WHAT TO WORK ON —
Nothing may be dropped. Retype the whole listing exactly.

--- DATA FOR THE TASK ---

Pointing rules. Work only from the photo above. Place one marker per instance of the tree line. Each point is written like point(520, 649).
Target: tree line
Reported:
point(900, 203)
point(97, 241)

---

TASK RESPONSE —
Pointing rules. Work only from the photo above. Place one marker per instance of the tree line. Each point is written like point(520, 649).
Target: tree line
Reported:
point(900, 203)
point(97, 241)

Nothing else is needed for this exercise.